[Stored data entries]
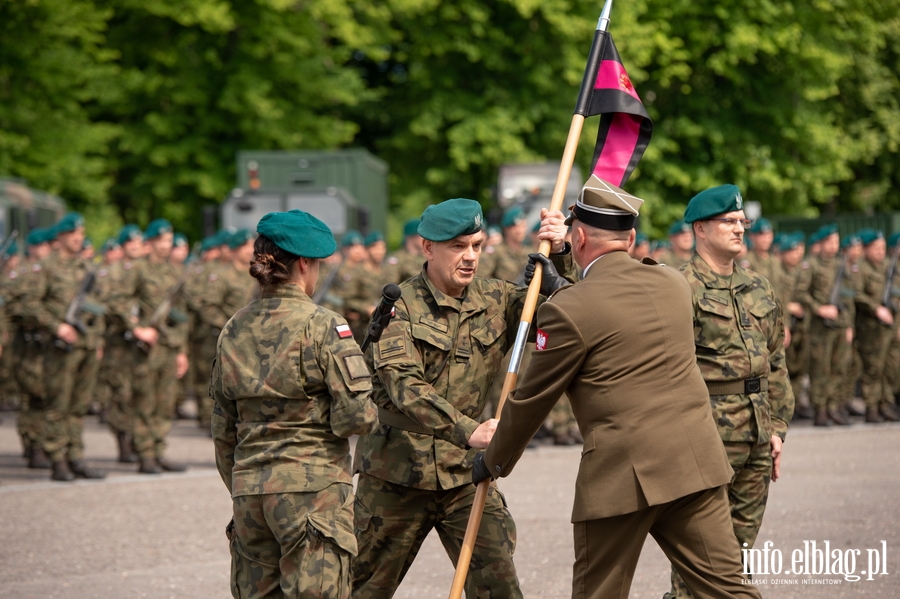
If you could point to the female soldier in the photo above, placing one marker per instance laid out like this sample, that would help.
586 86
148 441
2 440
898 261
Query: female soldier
290 387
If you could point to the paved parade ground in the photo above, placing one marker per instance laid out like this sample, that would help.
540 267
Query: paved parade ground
163 536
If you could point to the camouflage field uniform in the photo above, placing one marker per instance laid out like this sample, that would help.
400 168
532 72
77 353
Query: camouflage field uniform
153 375
873 337
434 363
830 353
296 389
58 378
739 335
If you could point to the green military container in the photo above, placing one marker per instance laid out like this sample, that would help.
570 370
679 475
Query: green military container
348 189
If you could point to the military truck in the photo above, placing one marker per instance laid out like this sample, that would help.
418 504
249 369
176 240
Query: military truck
346 189
23 208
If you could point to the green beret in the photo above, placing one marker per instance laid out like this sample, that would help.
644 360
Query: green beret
37 236
129 233
352 237
411 227
761 226
450 219
679 226
712 202
298 233
240 237
512 216
69 222
157 227
373 238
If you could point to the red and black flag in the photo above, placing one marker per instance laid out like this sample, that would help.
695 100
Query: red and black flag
625 126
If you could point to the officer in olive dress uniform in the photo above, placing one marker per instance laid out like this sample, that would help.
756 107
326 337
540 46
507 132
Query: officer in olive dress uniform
290 386
434 365
739 337
630 374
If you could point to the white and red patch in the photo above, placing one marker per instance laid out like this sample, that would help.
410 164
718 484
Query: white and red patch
541 341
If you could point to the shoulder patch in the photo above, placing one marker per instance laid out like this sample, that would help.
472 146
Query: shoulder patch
541 340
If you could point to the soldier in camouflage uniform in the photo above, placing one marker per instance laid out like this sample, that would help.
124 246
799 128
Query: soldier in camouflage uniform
875 328
830 329
160 351
739 336
434 366
290 386
406 262
60 362
510 257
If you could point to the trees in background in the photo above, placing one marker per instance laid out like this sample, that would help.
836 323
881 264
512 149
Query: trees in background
136 109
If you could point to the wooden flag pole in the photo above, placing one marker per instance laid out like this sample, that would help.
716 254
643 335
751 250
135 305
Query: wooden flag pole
534 289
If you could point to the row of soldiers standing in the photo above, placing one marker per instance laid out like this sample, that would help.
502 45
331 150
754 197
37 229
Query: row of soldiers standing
841 296
116 329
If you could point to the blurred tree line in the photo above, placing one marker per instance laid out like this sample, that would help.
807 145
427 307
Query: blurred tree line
134 109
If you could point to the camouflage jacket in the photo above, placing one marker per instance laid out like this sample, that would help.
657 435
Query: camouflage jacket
139 290
814 290
290 387
739 334
44 295
434 365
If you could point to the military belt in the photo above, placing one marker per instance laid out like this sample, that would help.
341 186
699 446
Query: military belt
402 422
745 387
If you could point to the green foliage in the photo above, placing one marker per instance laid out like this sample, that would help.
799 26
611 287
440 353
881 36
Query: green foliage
135 109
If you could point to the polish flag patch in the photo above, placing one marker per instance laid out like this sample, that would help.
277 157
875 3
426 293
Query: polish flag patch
541 342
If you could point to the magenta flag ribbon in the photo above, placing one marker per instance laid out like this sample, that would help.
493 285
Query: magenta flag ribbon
625 126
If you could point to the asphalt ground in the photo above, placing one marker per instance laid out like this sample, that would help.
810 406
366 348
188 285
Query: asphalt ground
162 536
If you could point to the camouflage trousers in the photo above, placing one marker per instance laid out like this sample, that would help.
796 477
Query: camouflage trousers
829 359
119 360
748 493
392 522
292 545
70 378
874 342
153 393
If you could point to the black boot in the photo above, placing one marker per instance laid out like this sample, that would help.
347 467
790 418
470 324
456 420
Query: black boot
126 450
81 470
61 472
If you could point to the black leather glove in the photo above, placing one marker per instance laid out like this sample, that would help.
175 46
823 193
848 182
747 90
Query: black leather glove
550 277
479 469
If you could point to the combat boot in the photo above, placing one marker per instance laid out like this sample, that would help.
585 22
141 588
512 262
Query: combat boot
61 472
81 470
149 466
38 459
873 416
126 450
170 466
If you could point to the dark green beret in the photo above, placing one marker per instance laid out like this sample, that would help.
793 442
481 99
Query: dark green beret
679 226
512 216
129 233
69 222
157 227
352 237
298 233
713 202
450 219
411 227
240 237
37 236
373 238
761 226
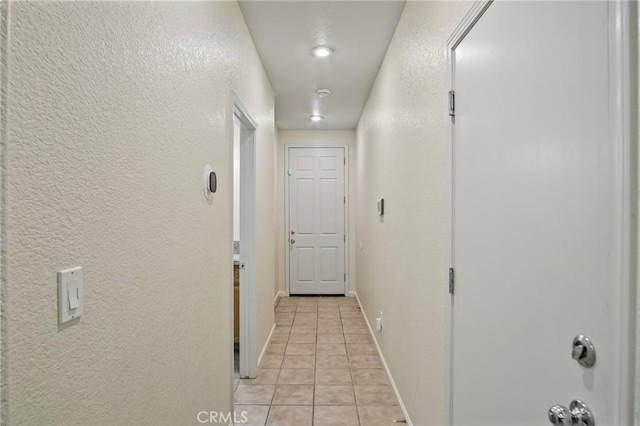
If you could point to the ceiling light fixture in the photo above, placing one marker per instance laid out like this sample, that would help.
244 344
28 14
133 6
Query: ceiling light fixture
322 51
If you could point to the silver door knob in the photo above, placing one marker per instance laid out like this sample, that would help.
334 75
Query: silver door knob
578 414
581 414
560 415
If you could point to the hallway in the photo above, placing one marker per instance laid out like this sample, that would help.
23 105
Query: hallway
320 368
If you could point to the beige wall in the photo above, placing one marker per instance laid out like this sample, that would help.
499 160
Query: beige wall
345 138
114 109
402 268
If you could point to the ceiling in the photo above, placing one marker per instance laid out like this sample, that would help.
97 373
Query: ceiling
284 33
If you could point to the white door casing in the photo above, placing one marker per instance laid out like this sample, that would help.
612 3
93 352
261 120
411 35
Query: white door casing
316 236
540 213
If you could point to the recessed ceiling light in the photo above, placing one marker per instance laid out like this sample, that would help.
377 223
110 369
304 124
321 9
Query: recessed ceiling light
322 51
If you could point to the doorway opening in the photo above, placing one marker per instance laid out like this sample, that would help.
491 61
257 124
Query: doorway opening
244 243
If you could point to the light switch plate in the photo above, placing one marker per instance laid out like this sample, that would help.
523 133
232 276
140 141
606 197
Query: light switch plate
70 300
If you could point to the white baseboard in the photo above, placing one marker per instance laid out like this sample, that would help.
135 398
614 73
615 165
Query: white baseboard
266 344
277 297
384 363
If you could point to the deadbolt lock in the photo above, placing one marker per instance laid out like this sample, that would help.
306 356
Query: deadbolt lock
583 351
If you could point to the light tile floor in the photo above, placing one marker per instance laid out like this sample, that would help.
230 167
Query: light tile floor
321 368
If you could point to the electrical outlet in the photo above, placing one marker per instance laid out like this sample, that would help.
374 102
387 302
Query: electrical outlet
379 323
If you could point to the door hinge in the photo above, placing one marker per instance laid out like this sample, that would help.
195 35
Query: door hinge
452 103
451 280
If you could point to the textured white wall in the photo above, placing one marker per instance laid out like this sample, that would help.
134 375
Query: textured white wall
114 109
402 269
345 138
637 68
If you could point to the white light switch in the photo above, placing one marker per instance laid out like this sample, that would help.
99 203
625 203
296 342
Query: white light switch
69 294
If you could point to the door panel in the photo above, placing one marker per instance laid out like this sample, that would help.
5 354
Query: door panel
534 213
316 218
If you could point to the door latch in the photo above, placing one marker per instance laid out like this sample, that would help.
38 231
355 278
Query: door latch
578 414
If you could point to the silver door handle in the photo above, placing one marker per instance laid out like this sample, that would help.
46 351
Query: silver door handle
578 414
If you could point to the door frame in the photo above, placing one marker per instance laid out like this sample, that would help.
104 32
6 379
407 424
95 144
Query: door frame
287 265
248 281
622 84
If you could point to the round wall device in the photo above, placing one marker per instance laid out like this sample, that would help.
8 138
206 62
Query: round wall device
206 179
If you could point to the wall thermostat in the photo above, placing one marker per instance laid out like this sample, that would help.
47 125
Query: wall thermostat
210 181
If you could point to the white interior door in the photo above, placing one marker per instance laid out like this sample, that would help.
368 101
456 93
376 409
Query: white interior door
316 221
535 221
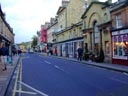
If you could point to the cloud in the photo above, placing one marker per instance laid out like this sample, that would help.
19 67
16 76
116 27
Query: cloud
26 16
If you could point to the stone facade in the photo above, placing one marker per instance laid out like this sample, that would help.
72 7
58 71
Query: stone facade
96 31
119 14
6 32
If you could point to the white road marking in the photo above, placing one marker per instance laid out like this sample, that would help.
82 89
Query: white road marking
125 73
115 79
58 68
43 94
26 92
47 62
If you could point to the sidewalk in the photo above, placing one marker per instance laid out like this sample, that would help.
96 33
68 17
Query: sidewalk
5 76
115 67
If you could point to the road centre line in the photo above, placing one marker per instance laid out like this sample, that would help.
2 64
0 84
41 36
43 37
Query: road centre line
15 85
47 62
26 92
43 94
115 79
58 68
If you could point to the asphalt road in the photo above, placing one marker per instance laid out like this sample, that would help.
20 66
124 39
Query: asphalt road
50 76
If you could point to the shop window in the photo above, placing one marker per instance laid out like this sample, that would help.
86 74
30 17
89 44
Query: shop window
118 21
107 48
119 46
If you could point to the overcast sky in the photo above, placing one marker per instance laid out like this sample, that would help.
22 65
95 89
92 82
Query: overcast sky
26 16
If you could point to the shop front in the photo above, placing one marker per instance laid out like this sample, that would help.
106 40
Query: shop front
120 47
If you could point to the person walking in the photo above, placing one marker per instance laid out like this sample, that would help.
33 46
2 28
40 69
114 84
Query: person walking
80 53
4 52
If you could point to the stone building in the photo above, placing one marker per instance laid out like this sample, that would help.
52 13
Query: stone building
96 29
119 32
70 37
6 32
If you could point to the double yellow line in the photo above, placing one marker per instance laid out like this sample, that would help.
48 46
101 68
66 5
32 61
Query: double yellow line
18 77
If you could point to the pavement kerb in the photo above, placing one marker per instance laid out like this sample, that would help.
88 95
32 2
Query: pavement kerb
4 90
101 65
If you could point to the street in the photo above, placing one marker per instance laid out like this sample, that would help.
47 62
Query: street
38 75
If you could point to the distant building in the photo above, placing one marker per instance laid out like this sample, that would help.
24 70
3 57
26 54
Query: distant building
6 32
119 32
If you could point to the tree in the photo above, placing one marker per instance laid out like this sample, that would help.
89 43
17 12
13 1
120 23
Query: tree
34 41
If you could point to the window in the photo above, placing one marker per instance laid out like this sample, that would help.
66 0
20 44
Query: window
118 21
96 38
119 47
107 48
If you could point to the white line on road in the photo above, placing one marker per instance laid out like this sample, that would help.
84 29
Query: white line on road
43 94
26 92
58 68
125 73
47 62
116 79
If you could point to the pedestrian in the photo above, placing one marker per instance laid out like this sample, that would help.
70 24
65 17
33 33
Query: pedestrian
80 53
4 52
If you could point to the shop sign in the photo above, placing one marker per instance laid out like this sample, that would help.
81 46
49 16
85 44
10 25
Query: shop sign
115 39
125 38
119 39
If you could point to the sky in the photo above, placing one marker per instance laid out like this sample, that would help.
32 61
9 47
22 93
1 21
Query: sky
26 16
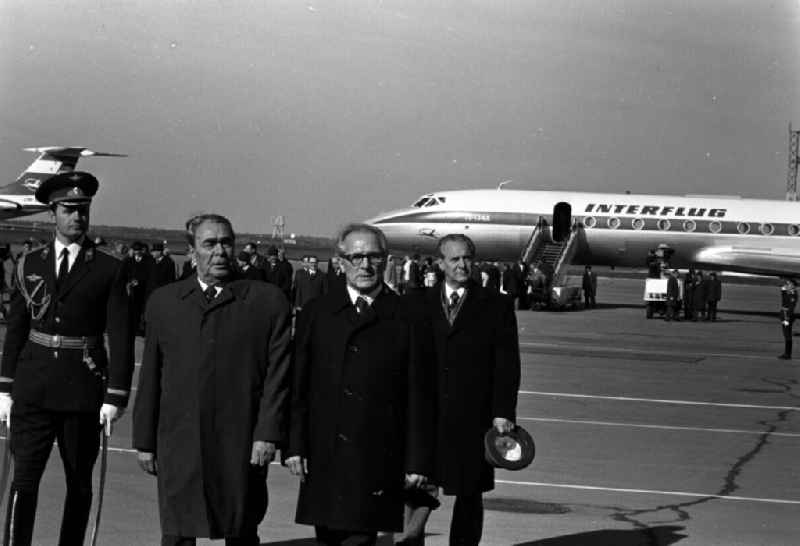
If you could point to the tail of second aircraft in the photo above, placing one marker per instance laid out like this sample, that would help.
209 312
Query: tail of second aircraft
52 160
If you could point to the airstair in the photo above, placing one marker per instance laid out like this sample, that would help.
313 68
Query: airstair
555 258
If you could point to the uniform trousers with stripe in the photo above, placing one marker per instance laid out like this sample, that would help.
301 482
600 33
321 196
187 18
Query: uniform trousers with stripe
33 430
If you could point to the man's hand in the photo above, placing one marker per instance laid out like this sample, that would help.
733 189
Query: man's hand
502 425
110 413
298 466
147 462
262 453
415 480
5 409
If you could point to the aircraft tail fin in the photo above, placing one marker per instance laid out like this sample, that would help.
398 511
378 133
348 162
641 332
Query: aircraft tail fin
52 160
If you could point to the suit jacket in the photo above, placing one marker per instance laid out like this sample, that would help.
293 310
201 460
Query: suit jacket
478 376
362 409
308 286
214 378
277 275
253 273
163 272
90 302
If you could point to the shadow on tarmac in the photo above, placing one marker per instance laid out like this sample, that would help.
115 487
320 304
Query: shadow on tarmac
662 535
383 540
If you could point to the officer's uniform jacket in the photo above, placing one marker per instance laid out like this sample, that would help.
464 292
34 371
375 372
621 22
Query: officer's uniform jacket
91 301
788 302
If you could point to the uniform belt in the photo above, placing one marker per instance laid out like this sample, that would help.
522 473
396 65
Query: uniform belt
55 341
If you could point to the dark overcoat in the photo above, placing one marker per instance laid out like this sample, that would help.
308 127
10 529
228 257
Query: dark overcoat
478 364
308 286
699 295
362 409
91 301
214 378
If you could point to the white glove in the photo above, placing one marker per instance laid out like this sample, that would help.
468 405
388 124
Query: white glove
5 408
108 414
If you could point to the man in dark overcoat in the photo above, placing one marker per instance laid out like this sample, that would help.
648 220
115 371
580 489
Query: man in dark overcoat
589 285
55 368
164 266
478 364
713 295
788 303
309 283
698 296
275 273
362 400
673 296
213 394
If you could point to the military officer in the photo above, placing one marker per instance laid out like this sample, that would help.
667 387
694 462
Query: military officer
788 303
56 380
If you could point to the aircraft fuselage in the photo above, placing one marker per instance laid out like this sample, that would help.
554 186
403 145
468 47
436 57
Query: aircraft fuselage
747 235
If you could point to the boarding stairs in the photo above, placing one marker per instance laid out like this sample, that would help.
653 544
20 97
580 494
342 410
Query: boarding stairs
558 255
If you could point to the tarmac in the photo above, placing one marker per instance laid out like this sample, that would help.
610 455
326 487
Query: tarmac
647 433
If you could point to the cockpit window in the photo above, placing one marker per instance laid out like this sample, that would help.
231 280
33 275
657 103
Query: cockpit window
422 201
428 201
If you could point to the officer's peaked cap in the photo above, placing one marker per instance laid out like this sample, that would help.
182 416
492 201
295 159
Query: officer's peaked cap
73 188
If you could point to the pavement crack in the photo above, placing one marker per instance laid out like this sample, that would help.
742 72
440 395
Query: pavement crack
634 517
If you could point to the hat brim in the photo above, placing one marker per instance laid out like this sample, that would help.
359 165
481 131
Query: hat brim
522 454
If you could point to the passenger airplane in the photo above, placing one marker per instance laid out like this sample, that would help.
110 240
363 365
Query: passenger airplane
756 236
17 199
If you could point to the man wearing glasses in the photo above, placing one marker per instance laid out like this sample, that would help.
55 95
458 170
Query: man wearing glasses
362 421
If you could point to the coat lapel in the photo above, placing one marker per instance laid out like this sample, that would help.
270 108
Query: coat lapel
470 309
441 325
82 266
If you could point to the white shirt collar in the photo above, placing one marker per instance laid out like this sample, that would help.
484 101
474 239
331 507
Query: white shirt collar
448 290
203 286
355 294
74 249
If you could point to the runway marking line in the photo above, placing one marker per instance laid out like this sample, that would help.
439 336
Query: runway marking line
660 401
632 350
651 492
658 427
593 487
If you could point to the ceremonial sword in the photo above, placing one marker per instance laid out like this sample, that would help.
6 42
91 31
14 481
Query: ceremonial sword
106 432
5 470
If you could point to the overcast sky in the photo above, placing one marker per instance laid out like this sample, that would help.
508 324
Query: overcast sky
331 111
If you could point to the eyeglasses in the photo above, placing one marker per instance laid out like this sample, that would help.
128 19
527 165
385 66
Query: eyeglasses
374 258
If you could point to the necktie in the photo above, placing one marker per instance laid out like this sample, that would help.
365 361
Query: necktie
63 267
454 297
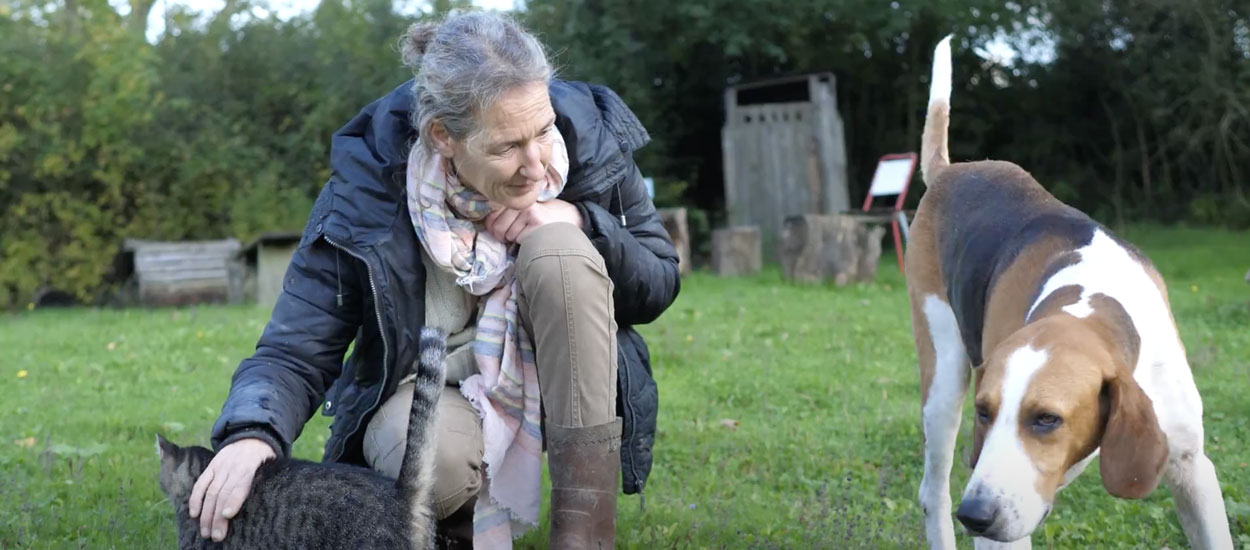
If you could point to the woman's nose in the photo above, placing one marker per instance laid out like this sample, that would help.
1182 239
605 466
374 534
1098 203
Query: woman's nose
531 164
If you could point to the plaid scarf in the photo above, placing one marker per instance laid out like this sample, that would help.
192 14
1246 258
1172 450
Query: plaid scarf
448 218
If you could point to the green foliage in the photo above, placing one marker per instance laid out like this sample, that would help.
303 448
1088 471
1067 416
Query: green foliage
220 126
1140 113
218 129
789 415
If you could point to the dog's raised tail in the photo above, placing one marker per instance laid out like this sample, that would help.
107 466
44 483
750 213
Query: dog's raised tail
933 148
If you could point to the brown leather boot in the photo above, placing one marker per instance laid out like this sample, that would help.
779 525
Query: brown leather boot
585 466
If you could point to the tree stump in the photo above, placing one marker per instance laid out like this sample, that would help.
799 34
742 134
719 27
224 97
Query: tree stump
816 248
675 223
736 250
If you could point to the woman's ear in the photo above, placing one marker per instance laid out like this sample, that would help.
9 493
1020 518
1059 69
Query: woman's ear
441 140
1134 446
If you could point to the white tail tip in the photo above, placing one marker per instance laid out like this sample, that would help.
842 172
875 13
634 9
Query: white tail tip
939 90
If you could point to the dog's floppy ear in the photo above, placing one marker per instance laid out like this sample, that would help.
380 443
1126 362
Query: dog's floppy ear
1134 446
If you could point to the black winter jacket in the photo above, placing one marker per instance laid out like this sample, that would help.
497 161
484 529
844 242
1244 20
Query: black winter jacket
358 278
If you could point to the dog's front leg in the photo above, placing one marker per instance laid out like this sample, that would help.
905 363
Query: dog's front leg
986 544
944 376
1199 503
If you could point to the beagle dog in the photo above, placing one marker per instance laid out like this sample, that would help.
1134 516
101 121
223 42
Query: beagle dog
1073 343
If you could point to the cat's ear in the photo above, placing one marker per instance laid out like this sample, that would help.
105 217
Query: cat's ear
165 449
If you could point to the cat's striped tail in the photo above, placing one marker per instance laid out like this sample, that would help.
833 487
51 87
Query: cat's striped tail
416 473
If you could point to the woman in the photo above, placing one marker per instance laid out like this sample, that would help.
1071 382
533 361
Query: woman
504 206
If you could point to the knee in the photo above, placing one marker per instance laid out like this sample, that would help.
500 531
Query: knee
558 251
386 433
458 475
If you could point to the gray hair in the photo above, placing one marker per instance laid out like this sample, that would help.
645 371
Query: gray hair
464 64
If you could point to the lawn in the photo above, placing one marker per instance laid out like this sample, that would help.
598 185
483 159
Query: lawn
789 415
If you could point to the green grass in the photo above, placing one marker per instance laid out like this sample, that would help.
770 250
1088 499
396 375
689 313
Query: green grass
789 415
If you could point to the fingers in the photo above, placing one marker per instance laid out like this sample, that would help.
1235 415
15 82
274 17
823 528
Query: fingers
500 224
219 518
519 225
208 516
201 485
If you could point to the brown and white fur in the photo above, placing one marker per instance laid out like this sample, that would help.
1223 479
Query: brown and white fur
1073 343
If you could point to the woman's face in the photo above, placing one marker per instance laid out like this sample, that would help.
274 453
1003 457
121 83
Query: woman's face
508 160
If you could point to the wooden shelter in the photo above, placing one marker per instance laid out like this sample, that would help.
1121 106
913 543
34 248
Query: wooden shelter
178 273
264 264
784 153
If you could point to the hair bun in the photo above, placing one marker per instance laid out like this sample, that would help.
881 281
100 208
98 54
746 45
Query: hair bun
415 41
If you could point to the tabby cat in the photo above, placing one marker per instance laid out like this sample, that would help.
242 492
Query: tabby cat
301 505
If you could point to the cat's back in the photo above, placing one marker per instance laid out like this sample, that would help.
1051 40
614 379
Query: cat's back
320 506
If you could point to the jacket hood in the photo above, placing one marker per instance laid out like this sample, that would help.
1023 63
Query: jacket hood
369 154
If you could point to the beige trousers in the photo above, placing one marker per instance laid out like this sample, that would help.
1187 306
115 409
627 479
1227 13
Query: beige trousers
566 306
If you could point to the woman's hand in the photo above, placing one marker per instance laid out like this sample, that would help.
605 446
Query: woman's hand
225 484
510 225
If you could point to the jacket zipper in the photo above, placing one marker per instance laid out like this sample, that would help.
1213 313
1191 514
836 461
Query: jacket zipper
381 330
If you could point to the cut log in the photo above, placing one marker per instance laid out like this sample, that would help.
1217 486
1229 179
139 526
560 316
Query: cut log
675 223
816 248
736 250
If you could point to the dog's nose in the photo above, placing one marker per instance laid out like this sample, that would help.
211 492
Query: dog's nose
976 514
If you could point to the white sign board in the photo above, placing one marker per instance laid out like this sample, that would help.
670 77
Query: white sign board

Task requirements :: The answer must consist solely of the lines from the first line of the data through the line containing "If you could point to the green beret", inclusive, reproduced exactly and without pictures.

Result below ::
If you could point to the female soldier in the photo above, placing one marker per instance laid out like this sample, that would help.
586 86
148 441
2 440
898 261
Query: female soldier
290 387
If you could point to the paved parade ground in the photo above, placing one marker per instance laid out like this sample, that would help.
540 267
Query: paved parade ground
163 536
If you could point to the camouflage field uniform in the photo above, placing one marker per instance laid out like this sample, that would help.
400 168
532 72
77 353
Query: camouflage field uniform
153 375
873 337
434 363
830 353
296 389
58 378
739 335
If you could point to the green military container in the photo above, placing one marker per instance laid out like this sample, that would help.
570 370
679 475
Query: green military container
348 189
If you could point to the military truck in the photo above, placing one marker per instance laid out like this sample, that would help.
418 504
249 369
176 240
Query: military truck
346 189
23 208
If you could point to the green beret in the photo above, placing one marker per instance laid out like this sample, that would help.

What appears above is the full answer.